• Problem requirements:
Rewrite everything from the start of the records down to the line containing "[(146, 148), (113, 144), (197, 146), (38, 148)]", changing "congestion log" to "survey log" and leaving all else as it is. Leave the pictures out of your answer.

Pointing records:
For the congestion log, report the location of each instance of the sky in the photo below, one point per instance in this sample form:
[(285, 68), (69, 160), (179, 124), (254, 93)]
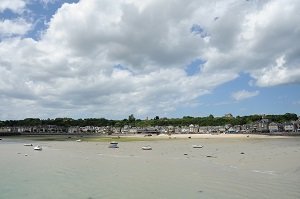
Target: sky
[(171, 58)]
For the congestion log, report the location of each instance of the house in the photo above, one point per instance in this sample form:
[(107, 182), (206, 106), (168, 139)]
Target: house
[(263, 126), (288, 127), (273, 127)]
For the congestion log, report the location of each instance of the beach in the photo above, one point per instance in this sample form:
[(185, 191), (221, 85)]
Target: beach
[(234, 167)]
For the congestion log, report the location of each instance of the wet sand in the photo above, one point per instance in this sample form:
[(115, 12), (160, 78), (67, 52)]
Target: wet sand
[(223, 168)]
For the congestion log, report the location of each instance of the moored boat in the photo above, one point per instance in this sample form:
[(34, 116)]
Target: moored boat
[(38, 148), (113, 144), (146, 148), (197, 146)]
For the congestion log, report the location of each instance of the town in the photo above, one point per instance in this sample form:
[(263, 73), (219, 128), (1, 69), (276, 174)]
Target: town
[(262, 126)]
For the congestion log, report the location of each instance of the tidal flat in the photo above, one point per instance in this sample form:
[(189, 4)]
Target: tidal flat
[(223, 168)]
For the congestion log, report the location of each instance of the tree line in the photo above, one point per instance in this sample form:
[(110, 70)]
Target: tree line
[(156, 121)]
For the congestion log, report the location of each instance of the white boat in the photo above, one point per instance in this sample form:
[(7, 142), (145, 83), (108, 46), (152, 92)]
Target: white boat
[(146, 148), (113, 144), (197, 146), (38, 148)]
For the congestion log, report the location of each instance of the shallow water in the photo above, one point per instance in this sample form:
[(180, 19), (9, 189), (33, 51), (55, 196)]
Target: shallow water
[(235, 168)]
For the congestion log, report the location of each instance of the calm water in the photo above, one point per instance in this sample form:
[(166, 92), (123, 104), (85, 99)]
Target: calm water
[(269, 168)]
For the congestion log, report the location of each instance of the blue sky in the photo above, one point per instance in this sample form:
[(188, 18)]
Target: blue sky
[(101, 58)]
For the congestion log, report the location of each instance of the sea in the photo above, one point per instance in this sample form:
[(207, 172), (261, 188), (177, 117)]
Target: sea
[(223, 168)]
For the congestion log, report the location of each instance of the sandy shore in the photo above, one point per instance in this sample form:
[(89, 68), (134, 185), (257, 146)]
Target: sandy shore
[(207, 136)]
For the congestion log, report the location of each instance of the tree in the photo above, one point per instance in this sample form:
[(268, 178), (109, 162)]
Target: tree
[(131, 119)]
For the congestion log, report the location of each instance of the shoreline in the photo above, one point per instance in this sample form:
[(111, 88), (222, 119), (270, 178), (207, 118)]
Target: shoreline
[(146, 137)]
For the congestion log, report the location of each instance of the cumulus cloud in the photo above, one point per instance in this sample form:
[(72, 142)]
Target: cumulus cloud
[(14, 27), (243, 94), (16, 6), (113, 58)]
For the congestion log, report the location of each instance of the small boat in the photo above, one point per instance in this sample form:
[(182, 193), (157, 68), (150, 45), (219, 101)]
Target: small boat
[(113, 145), (37, 148), (146, 148), (197, 146)]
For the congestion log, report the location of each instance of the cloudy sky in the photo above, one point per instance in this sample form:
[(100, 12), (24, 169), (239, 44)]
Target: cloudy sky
[(171, 58)]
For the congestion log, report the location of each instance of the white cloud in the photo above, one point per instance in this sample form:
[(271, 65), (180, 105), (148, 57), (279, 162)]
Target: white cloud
[(72, 69), (16, 6), (14, 27), (243, 94)]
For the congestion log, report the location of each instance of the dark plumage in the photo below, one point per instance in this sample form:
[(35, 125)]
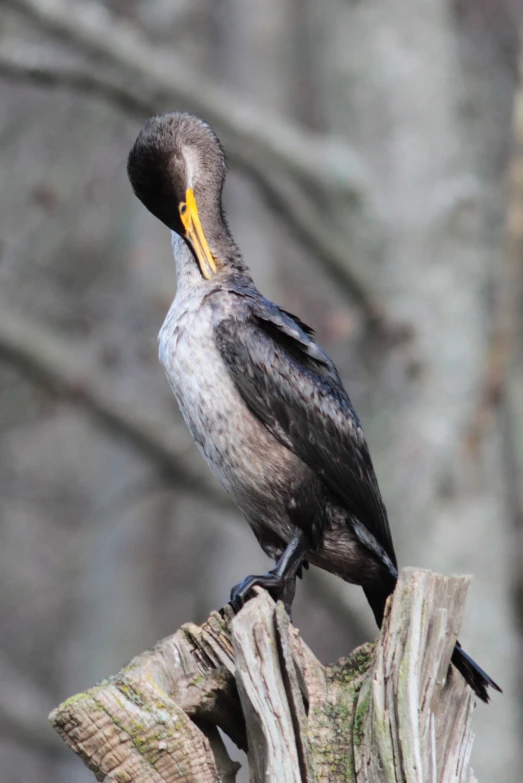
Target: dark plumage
[(263, 401)]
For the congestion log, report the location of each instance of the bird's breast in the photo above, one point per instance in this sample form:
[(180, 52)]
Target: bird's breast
[(247, 460)]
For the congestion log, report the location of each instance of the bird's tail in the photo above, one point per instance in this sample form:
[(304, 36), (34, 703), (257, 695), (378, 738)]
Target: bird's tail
[(478, 680), (473, 674)]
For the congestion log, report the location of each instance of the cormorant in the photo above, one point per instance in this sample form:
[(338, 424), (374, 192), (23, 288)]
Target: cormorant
[(263, 401)]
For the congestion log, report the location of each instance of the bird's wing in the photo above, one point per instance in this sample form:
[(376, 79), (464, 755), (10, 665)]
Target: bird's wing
[(292, 386)]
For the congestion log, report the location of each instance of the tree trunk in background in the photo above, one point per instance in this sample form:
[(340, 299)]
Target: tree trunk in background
[(405, 87)]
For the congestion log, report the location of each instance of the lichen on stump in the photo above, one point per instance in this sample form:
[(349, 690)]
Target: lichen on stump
[(390, 711)]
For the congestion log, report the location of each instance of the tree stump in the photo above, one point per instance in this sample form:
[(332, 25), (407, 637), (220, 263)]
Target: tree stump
[(392, 711)]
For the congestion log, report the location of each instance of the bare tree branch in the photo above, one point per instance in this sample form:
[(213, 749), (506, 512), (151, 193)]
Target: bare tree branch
[(18, 62), (508, 290), (52, 362), (320, 162)]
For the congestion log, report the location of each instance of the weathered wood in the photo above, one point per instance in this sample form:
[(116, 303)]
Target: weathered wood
[(392, 711)]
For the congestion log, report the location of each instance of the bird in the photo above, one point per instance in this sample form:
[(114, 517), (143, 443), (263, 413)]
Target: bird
[(263, 401)]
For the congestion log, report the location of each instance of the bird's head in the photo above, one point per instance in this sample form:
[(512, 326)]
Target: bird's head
[(177, 169)]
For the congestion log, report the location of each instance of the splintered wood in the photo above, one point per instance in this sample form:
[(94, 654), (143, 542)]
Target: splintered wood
[(390, 712)]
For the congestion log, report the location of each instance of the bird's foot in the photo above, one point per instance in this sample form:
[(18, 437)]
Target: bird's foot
[(279, 587)]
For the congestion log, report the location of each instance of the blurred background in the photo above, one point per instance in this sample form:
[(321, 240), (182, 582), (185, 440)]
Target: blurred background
[(375, 186)]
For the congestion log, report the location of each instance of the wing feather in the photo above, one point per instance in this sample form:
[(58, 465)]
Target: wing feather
[(292, 386)]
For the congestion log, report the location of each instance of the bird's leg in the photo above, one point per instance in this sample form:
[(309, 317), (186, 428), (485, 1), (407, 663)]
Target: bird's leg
[(281, 580)]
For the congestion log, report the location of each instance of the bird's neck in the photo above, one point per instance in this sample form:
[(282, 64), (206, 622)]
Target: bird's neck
[(188, 274)]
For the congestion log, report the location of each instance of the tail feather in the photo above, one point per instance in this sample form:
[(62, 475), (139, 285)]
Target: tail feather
[(473, 674), (377, 594)]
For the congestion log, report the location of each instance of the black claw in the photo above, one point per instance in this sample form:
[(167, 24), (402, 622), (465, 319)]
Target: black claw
[(271, 581)]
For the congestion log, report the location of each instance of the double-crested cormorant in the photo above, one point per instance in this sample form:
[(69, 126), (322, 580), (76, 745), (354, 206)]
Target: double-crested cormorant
[(263, 401)]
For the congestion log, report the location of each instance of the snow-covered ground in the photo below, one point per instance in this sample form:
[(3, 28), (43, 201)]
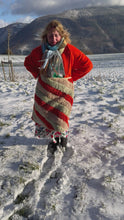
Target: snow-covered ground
[(86, 182)]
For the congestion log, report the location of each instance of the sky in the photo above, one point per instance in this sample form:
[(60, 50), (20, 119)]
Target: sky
[(12, 11)]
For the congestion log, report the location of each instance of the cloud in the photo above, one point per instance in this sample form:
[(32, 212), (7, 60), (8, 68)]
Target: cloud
[(45, 7), (26, 19)]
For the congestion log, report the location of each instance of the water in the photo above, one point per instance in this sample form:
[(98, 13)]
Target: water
[(104, 66)]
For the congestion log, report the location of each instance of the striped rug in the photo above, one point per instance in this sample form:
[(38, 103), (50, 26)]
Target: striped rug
[(53, 103)]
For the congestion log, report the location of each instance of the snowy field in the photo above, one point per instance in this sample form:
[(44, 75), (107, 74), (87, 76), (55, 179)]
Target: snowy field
[(86, 182)]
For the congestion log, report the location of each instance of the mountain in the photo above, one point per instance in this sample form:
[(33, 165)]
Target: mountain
[(93, 30)]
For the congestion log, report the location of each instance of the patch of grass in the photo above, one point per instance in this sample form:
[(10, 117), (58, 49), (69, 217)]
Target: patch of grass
[(3, 124), (7, 135), (20, 198), (24, 212), (28, 167)]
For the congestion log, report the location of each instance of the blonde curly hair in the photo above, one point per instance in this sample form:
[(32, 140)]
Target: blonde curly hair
[(55, 24)]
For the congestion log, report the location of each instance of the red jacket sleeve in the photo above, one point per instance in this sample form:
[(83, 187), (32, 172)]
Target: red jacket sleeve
[(81, 64), (33, 61)]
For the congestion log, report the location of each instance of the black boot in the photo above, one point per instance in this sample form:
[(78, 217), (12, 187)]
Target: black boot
[(64, 142), (52, 146)]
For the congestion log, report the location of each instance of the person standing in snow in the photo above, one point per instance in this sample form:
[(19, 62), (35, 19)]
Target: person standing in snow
[(56, 63)]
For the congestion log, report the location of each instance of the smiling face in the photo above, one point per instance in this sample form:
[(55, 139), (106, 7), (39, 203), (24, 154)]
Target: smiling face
[(53, 37)]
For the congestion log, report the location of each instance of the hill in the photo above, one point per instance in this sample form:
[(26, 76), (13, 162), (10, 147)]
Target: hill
[(94, 30)]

• Full answer:
For the survey log, report the location of each instance of the sky in the photo below, one point per instance in this sample form:
[(285, 68), (69, 160), (179, 124), (254, 93)]
Target: sky
[(171, 58)]
For the survey log, report the location of each instance of the house in the photo above, one point per instance in this sample form:
[(107, 182), (206, 106), (168, 139)]
Target: house
[(263, 126), (288, 127), (273, 127)]
For the survey log, report the location of each instance of the beach in the photo above, one point per instance in this sample form:
[(185, 191), (221, 85)]
Target: beach
[(234, 167)]
For the survey log, report the location of each instance of the wet sand in the photo above, one point per instance in this sample form:
[(115, 12), (160, 78), (67, 52)]
Target: wet sand
[(223, 168)]
For the survey log, report the location of each instance of the moored boat in the photo above, one point per instance in this sample form:
[(34, 116)]
Target: moored boat
[(38, 148), (113, 144), (146, 148), (197, 146)]
For the survey log, report the location of each instance of the town in the photo above, one point per instance in this sample form:
[(263, 73), (219, 128), (1, 69), (276, 174)]
Target: town
[(262, 126)]
For the survey log, report the location of each instance of the tidal flat in the photo above, one point per instance in this sample form:
[(189, 4)]
Target: tidal flat
[(223, 168)]
For the survey log, report the location of each instance of the tree line in the photo above, one point per instance in this sample form:
[(110, 70)]
Target: tree line
[(156, 121)]
For the survey log, report the location of each instance of the white boat in the photo above, one point per instance in this sample form:
[(7, 142), (145, 83), (108, 46), (152, 92)]
Target: white boat
[(146, 148), (113, 144), (197, 146), (38, 148)]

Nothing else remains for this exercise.